* [Tasks]:
**A)** In the advice column, what one decision does Waldo say you are really making again and again?
**B)** What comes next in the advice column on indecision? Write the passage that follows its final sentence.

* [Quoted passage]:
▶
THE BLOG
06/15/2012 12:55 pm ET Updated Aug 15, 2012

The Lords of Maybe

Dear Waldo,

When I go out to dinner, no matter who I'm with, I make an order and the second the waiter leaves I wish I had ordered something else. When I go someplace on a trip, I wonder if I would be having more fun if I was someplace else. Even when I'm buying, say, peas, I stand there forever looking over the pea selection. My friends say I have a major problem making decisions. Is there anything I can do about this?

Signed,

Smegma

Dear Smegma,

Really? Smegma? Are you sure? Ok. Smegma, I'm delighted to say that there is plenty you can do about this problem you're having. No matter how many decisions you make, you are really making only one decision again and again and again: Yes or No.

When life seems easy, that's because for a lovely, delicate stretch of time the Yesses are clear Yesses and the No's are clear No's. What ruins the fun is the onset of a horrible condition called Maybe. Maybe happens when a brain develops the ability to formulate the notion of options. Those lucky amoebae, for example, know no Maybe. For them, and we can only guess for how many other living things, they get to enjoy the easy bliss of only Yes or No. Our brains are the greatest question-formulating machines on the planet, which makes us, sadly, The Lords of Maybe.

And that, Smegma, is where our problems begin. Maybe-Time is no damn fun. Passionate commitment to anything is impossible. It is a shapeless, doughy time in which you wander about eating too many sweets, and the hours hemorrhage into oblivion, only to return later to taunt you with that sinking feeling that life is passing you by.

But I have great news: I have an easy, ground-breaking exercise you can do to get rid of Maybe-Time forever. You see, Smegma, the sensation of Yes is as different from the sensation of No as the sensation of Lust is different from the sensation of Love. That is, the sensations your body feels in each instance are very different, but the differences might not be distinct or apparent until you really focus upon them.

And so what I'm going to do is I'm going to give you a series of specially formulated questions to which I want you to answer either Yes or No. However, I do not want you to say Yes or No out loud. Instead, I want you to just focus on the feeling inside of your body when you think Yes, the feeling inside of your body when you think No. At first you might not be very good at this, but after a while you will begin to notice details, the slightly different areas inside of you where the slightly different feelings take place. And hopefully, after doing my fabulous groundbreaking exercise many times, you will become intimate with the differences between the visceral sensations of Yes and No.
◀
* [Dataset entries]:
▶
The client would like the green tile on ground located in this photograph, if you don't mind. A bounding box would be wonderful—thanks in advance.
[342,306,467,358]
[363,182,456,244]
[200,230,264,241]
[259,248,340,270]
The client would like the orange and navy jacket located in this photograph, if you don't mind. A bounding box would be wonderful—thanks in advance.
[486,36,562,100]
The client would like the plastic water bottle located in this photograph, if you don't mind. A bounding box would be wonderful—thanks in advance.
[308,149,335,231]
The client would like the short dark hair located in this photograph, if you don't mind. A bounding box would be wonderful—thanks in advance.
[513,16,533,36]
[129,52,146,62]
◀
▶
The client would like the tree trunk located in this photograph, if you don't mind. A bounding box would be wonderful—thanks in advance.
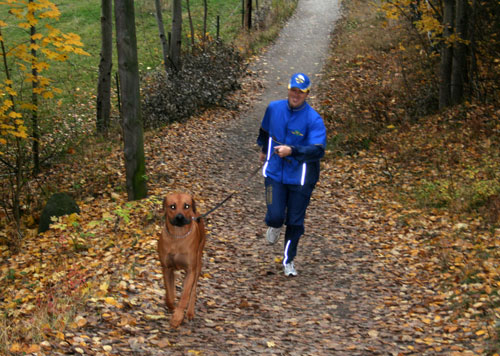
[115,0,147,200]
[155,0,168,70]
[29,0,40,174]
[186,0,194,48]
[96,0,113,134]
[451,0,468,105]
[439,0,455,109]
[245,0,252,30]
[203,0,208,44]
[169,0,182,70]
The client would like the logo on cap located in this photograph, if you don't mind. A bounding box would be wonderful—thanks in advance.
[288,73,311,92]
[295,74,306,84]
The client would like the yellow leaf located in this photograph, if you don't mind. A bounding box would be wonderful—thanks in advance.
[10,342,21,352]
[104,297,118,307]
◀
* [Answer set]:
**A)** Yes or No.

**B)**
Ok. Here are your ten specially formulated questions:

1. Would you like to be held by someone you love?

2. Would you like some chips of glass to be dumped into your eyes?

3. Do you want the sun to explode, terminating life on earth in a sudden scalding
fireball?

4. Would you like an all-expense-paid vacation to a holiday spot of your choosing?

5.Do you want to sit down hard on a giant red-hot screw?

6.Do you want good health?

7.Do you want me to knock out your front teeth with a hammer?

8.Do you like being dry and warm and comfortable more than being soaking wet and freezing and having a stick caught in your throat?

9.Do you like kind and honest people more than you like nasty people with dog shit in their hair?

10.Do you like a lovely spring day?

These questions have been scientifically prepared by me in my lab so that your responses will be unsullied by even the slightest hint of indecision. This, of course, is not The Real World. When the questions are generated by The Real World, your Yesses and No's will appear blurred through the fog of cultural expectations and the man-made fuzz of Should and Shouldn't. And therefore it becomes critical, Smegma, that you become skilled at locating the Yes or the No in the blur.

It's a difficult process, but here's a Huge Rule Of Thumb that makes the process simpler:

YOUR HEART KNOWS. YOUR BRAIN GUESSES.

The better you get at recognizing the feeling of Yes and No, the less you will be hounded by Maybe. But know this: Maybe will never completely go away. And therefore, something must be done with it. Here's what to do with it:

TREAT MAYBE AS A NO

Any time you are about to do something -- particularly something enormously important such as Choosing A Career or Deciding To Get Married or Deciding To Have Children -- do not do it if you're not getting a firm yes. Do Not Do It. Do you hear me? Just Do Not Do It. Do Not Do It. DO NOT DO IT.

Be patient. Take your specially formulated ten-question exercise out of your wallet. Practice practice practice. Wait for a Yes. Wait for a No. I hope this helps.